- **Exercise details**: Count how many lines of the data below contain the string "wristwatch", treating uppercase and lowercase as different. Reply with the number only.

>> Start Records for processing

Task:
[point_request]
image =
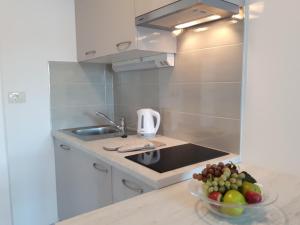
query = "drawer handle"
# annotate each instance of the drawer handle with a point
(122, 46)
(138, 190)
(92, 52)
(65, 147)
(99, 168)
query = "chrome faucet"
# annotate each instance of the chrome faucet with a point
(122, 127)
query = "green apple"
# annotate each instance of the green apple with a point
(233, 197)
(247, 186)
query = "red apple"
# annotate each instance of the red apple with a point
(253, 197)
(216, 196)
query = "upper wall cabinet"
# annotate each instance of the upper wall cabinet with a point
(106, 33)
(145, 6)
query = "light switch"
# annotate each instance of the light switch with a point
(16, 97)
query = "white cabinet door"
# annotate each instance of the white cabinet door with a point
(104, 27)
(126, 186)
(83, 181)
(145, 6)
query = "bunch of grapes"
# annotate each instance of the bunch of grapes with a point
(221, 177)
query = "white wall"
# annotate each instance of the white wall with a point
(5, 207)
(33, 32)
(272, 107)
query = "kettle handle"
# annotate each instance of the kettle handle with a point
(157, 116)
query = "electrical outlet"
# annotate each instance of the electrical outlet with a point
(16, 97)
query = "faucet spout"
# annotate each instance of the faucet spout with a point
(122, 127)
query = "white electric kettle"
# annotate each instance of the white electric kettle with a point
(146, 123)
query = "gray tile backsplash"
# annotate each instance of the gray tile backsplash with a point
(199, 99)
(78, 90)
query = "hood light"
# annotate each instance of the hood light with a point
(239, 16)
(196, 22)
(201, 29)
(177, 32)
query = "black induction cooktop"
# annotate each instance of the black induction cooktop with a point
(172, 158)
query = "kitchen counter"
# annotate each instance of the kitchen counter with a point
(174, 205)
(118, 160)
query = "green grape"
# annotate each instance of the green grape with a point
(227, 170)
(239, 182)
(222, 189)
(209, 183)
(234, 175)
(232, 180)
(227, 184)
(234, 186)
(227, 174)
(205, 187)
(242, 176)
(215, 183)
(210, 190)
(221, 183)
(224, 177)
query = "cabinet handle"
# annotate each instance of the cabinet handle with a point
(138, 190)
(92, 52)
(98, 167)
(122, 46)
(65, 147)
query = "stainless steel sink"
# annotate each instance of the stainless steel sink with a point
(93, 132)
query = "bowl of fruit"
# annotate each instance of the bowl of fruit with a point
(228, 192)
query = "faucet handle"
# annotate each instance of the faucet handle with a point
(123, 127)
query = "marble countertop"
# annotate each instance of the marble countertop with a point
(175, 205)
(118, 160)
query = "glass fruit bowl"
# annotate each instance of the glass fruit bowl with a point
(230, 210)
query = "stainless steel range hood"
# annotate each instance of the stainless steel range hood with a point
(186, 13)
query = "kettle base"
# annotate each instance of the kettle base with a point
(147, 136)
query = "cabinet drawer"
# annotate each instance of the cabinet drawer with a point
(83, 181)
(126, 186)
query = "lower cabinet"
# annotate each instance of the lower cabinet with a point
(83, 181)
(126, 186)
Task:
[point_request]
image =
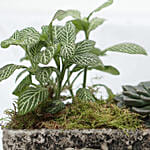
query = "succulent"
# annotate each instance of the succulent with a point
(135, 97)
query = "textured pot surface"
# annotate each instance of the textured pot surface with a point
(104, 139)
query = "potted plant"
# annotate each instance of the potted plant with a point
(40, 107)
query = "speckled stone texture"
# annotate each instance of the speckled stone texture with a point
(104, 139)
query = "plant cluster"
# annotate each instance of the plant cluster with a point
(58, 43)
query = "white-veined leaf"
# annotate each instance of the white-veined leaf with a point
(97, 52)
(45, 56)
(26, 38)
(85, 95)
(108, 69)
(129, 48)
(106, 4)
(68, 34)
(80, 24)
(84, 47)
(23, 85)
(8, 70)
(87, 59)
(94, 23)
(31, 98)
(43, 74)
(56, 33)
(61, 14)
(67, 50)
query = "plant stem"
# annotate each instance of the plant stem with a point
(60, 79)
(85, 69)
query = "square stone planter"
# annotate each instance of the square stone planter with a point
(102, 139)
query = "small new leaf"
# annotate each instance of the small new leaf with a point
(94, 23)
(85, 95)
(30, 99)
(129, 48)
(8, 70)
(68, 34)
(67, 50)
(43, 74)
(45, 56)
(84, 47)
(106, 4)
(23, 85)
(61, 14)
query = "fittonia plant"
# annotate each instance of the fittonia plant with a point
(58, 43)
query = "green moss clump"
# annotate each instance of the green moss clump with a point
(79, 115)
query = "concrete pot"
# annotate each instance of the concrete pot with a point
(103, 139)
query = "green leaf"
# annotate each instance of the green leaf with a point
(142, 110)
(84, 47)
(61, 14)
(97, 52)
(20, 74)
(8, 70)
(94, 23)
(129, 48)
(45, 56)
(56, 107)
(77, 68)
(43, 74)
(67, 34)
(109, 91)
(67, 50)
(80, 24)
(56, 31)
(31, 98)
(23, 85)
(87, 59)
(106, 4)
(108, 69)
(26, 38)
(85, 95)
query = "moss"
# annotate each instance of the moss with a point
(79, 115)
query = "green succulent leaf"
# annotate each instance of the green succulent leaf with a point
(30, 99)
(80, 24)
(23, 85)
(8, 70)
(84, 47)
(129, 48)
(67, 50)
(106, 4)
(87, 59)
(43, 74)
(56, 106)
(109, 91)
(94, 23)
(108, 69)
(61, 14)
(45, 56)
(26, 38)
(85, 95)
(68, 34)
(142, 110)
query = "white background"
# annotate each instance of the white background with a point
(127, 21)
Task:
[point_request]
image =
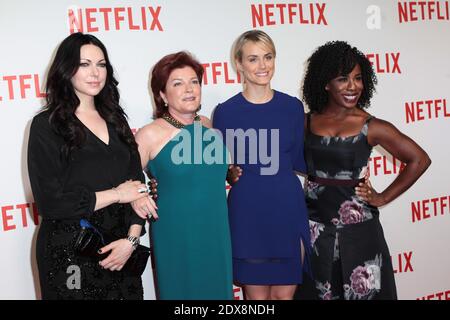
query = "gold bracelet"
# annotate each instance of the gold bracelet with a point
(118, 193)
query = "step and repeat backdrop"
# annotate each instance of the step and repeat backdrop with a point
(407, 42)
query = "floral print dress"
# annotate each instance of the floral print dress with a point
(350, 257)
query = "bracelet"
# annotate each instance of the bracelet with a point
(134, 241)
(118, 194)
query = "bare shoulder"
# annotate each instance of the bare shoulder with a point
(380, 124)
(206, 121)
(152, 131)
(380, 131)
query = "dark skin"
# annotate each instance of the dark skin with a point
(341, 117)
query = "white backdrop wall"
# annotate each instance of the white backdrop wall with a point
(406, 40)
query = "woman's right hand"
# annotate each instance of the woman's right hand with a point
(131, 191)
(145, 208)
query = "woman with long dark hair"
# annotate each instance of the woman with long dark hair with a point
(83, 164)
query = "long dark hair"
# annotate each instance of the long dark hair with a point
(62, 100)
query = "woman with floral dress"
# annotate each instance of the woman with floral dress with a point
(350, 257)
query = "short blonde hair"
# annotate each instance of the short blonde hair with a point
(254, 36)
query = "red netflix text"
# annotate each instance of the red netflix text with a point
(410, 11)
(385, 63)
(21, 86)
(426, 109)
(443, 295)
(385, 165)
(119, 18)
(16, 215)
(219, 72)
(288, 13)
(402, 262)
(425, 209)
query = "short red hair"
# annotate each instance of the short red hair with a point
(162, 70)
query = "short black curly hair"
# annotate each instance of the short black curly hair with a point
(333, 59)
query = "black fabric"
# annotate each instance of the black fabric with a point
(64, 191)
(350, 257)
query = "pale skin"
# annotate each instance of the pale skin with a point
(257, 67)
(88, 81)
(182, 95)
(342, 118)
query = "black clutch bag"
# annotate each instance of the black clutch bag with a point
(89, 240)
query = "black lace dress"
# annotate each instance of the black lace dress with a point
(350, 257)
(64, 192)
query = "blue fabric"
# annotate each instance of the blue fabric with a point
(268, 217)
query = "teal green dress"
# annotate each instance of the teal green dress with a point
(191, 239)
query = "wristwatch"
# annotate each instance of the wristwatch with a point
(134, 241)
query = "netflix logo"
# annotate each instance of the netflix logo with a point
(426, 109)
(385, 63)
(16, 215)
(402, 262)
(443, 295)
(21, 86)
(425, 209)
(219, 73)
(410, 11)
(288, 13)
(385, 165)
(119, 18)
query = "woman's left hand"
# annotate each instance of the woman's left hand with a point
(121, 251)
(367, 193)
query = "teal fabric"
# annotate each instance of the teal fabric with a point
(191, 238)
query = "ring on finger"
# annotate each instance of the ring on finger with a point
(142, 190)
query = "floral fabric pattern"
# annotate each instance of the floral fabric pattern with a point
(365, 281)
(351, 259)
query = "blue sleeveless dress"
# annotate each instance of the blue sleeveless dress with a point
(267, 210)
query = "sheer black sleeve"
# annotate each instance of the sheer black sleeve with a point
(136, 173)
(46, 169)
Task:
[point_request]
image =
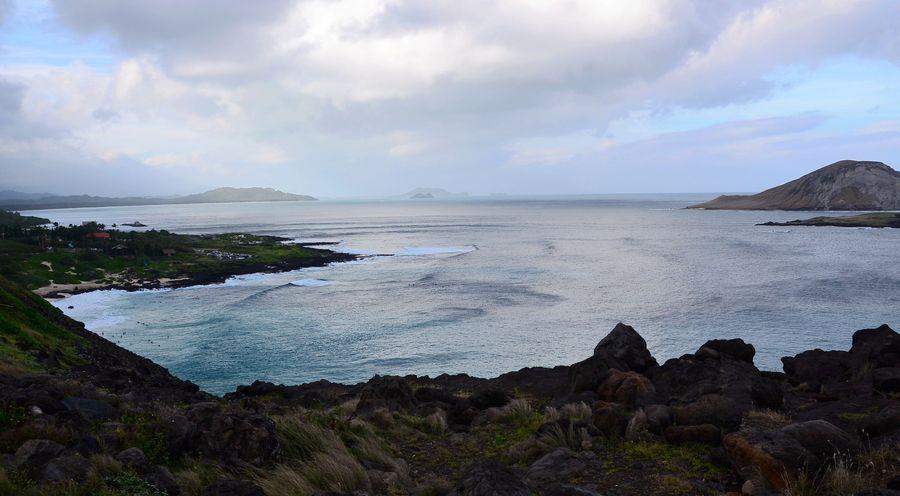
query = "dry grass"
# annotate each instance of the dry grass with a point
(557, 437)
(436, 423)
(575, 411)
(765, 419)
(515, 409)
(284, 479)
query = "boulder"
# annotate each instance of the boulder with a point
(875, 348)
(560, 464)
(658, 418)
(489, 398)
(702, 434)
(87, 446)
(627, 347)
(886, 379)
(133, 458)
(775, 452)
(232, 437)
(224, 487)
(33, 454)
(735, 349)
(712, 409)
(163, 480)
(623, 349)
(817, 367)
(611, 419)
(65, 468)
(628, 388)
(490, 478)
(90, 410)
(391, 392)
(688, 378)
(884, 422)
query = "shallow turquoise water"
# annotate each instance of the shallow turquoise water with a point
(485, 287)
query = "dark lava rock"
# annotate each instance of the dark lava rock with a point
(560, 464)
(703, 434)
(133, 458)
(567, 490)
(772, 453)
(91, 410)
(160, 478)
(879, 347)
(688, 378)
(232, 488)
(886, 379)
(817, 367)
(736, 349)
(87, 446)
(625, 345)
(611, 419)
(489, 398)
(628, 388)
(712, 409)
(658, 418)
(65, 468)
(232, 437)
(623, 349)
(35, 453)
(883, 422)
(391, 392)
(490, 478)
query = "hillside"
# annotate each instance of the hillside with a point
(82, 416)
(219, 195)
(844, 185)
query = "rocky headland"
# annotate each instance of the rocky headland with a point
(79, 415)
(876, 220)
(844, 185)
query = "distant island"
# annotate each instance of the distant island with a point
(12, 200)
(878, 219)
(430, 193)
(844, 185)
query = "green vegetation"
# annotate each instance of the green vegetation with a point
(876, 219)
(12, 222)
(36, 256)
(30, 333)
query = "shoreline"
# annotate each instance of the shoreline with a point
(55, 292)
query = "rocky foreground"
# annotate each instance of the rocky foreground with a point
(844, 185)
(101, 420)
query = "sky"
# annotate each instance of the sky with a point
(365, 98)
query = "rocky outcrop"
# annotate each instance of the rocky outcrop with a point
(844, 185)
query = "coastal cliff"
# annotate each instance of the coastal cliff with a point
(844, 185)
(79, 415)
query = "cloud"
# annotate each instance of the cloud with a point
(336, 93)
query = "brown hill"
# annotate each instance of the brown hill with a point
(844, 185)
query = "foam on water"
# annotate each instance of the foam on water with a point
(421, 251)
(311, 283)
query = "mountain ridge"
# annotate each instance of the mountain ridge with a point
(843, 185)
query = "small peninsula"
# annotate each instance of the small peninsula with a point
(22, 201)
(55, 261)
(877, 219)
(844, 185)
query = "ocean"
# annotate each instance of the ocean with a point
(486, 286)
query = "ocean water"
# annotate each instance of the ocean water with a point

>> End Records for processing

- **In response**: 2